# [Objetivo do exercício]
Transcreva fielmente o trecho da crítica sobre o filme Obsessão, começando em "Adjetivar Obsessão (2018)" e terminando em "atenção nesta produção.".

# [Texto para leitura]

=====

OBSESSÃO | Como desgrudar um chiclete

Atualizado: 26 de fev. de 2021


Chloë Grace Moretz e Isabelle Huppert em cena do thriller Obsessão (Greta, 2018) | Foto: Divulgação (Galeria Distribuidora)

Adjetivar Obsessão (2018) como um longa-metragem anacrônico, talvez, não dê conta dos vários tipos de desalinhamentos deste típico thriller noventista realizado por Neil Jordan em pleno final da segunda década do século XXI. Há o fato do novo trabalho do cineasta irlandês ser ambientado em Nova York, mas filmado em Dublin e Toronto, porém isso é o de menos para o título que estreou no último Festival de Toronto. A discrepância entre sua equipe e elenco classe A, capitaneada por Isabelle Huppert e Chloë Grace Moretz, e seu roteiro de filme B, é aquilo que mais chama atenção nesta produção.

=====

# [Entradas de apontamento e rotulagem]

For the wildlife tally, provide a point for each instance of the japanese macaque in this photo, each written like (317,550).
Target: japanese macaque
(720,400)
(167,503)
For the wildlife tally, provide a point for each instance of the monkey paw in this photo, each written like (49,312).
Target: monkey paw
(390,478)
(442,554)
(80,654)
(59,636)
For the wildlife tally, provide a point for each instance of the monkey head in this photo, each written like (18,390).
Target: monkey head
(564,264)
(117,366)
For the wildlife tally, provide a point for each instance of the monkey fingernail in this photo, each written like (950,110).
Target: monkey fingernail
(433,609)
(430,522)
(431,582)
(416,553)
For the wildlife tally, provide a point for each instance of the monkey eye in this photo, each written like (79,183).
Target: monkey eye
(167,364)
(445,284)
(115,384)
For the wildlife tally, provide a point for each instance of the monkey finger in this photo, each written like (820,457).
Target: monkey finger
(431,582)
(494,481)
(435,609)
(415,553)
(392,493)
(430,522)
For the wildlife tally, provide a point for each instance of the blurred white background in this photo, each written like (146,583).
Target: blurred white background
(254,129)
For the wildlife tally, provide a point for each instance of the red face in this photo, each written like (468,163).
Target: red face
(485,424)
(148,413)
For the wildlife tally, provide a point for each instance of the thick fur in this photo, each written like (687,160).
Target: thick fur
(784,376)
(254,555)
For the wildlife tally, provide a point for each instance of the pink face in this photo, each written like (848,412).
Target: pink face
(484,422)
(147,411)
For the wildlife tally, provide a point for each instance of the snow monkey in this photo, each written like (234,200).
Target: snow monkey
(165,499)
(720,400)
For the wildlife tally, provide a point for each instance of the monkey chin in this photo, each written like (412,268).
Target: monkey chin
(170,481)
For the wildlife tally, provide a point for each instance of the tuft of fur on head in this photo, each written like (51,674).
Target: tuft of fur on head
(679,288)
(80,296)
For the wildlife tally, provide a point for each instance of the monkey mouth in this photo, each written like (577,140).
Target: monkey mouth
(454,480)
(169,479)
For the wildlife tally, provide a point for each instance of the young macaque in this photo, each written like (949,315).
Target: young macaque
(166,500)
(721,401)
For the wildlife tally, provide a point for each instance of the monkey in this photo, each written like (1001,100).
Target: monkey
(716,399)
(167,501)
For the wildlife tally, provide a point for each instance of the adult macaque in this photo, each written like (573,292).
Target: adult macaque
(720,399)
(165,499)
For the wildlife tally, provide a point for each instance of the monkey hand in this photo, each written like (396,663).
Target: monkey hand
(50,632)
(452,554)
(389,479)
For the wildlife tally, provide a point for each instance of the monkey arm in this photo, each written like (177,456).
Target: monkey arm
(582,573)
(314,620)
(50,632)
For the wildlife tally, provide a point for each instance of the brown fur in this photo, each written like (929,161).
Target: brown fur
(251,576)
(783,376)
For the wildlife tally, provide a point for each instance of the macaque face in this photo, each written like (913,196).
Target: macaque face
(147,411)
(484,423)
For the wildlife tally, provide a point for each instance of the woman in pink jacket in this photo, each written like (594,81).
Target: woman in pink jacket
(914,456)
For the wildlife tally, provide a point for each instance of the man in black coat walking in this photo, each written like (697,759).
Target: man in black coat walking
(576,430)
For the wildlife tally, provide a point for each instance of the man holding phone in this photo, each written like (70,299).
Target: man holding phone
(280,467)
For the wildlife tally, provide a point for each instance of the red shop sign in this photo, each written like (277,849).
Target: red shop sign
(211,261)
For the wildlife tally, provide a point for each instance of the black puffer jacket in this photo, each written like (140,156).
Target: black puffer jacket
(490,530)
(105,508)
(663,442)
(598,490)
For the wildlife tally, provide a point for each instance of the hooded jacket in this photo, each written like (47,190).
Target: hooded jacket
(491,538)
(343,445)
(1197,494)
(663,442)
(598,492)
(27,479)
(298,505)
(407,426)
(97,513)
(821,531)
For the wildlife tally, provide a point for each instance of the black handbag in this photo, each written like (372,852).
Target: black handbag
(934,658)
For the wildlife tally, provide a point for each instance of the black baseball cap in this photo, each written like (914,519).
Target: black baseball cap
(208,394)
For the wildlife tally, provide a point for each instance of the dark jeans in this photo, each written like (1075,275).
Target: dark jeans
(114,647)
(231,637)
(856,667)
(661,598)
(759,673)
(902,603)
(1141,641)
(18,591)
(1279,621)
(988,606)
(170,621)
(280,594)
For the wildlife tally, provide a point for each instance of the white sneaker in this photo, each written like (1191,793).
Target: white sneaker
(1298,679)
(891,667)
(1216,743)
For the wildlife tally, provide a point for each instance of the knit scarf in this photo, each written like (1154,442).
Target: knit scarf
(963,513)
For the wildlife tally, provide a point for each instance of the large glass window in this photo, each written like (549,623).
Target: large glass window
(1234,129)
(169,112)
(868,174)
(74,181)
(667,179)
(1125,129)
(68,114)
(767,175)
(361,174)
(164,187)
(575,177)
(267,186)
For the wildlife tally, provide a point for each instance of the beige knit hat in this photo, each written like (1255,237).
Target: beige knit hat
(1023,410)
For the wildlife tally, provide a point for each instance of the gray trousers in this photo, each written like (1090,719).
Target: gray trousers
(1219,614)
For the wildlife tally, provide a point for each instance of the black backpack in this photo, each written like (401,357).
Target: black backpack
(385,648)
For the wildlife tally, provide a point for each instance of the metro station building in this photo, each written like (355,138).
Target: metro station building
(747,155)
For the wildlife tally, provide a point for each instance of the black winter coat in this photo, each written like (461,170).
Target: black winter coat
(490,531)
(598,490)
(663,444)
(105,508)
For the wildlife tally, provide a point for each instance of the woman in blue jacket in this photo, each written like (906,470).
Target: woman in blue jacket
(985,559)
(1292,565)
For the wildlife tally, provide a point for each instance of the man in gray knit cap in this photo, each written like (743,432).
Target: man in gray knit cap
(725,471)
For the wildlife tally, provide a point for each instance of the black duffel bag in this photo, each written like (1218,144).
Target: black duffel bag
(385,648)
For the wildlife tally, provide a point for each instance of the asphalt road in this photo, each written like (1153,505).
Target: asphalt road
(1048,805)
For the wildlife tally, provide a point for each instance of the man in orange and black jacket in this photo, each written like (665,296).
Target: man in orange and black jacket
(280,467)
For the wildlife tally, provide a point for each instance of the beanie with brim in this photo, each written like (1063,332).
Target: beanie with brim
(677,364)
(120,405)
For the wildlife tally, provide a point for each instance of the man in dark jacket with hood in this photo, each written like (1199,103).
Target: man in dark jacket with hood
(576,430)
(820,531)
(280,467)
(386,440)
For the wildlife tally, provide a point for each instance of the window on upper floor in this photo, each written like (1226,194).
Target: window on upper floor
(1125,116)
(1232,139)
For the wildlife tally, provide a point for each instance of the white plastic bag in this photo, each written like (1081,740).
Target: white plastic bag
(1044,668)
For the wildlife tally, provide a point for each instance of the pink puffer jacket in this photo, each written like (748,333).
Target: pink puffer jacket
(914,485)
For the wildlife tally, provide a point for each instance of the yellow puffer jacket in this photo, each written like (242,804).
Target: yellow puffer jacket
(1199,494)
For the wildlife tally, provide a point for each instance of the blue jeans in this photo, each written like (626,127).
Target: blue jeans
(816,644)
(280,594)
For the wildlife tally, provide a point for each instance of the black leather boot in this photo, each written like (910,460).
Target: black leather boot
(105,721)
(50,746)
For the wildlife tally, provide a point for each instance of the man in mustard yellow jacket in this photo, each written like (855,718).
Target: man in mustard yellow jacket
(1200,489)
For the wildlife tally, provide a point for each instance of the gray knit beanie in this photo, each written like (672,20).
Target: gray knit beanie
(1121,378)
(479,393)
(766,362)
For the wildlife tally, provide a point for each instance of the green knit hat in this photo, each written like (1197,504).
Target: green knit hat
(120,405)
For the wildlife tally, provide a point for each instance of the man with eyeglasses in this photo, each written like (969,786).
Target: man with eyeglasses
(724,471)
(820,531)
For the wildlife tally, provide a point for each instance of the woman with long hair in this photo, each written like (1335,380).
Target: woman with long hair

=====

# [Resposta]
Adjetivar Obsessão (2018) como um longa-metragem anacrônico, talvez, não dê conta dos vários tipos de desalinhamentos deste típico thriller noventista realizado por Neil Jordan em pleno final da segunda década do século XXI. Há o fato do novo trabalho do cineasta irlandês ser ambientado em Nova York, mas filmado em Dublin e Toronto, porém isso é o de menos para o título que estreou no último Festival de Toronto. A discrepância entre sua equipe e elenco classe A, capitaneada por Isabelle Huppert e Chloë Grace Moretz, e seu roteiro de filme B, é aquilo que mais chama atenção nesta produção.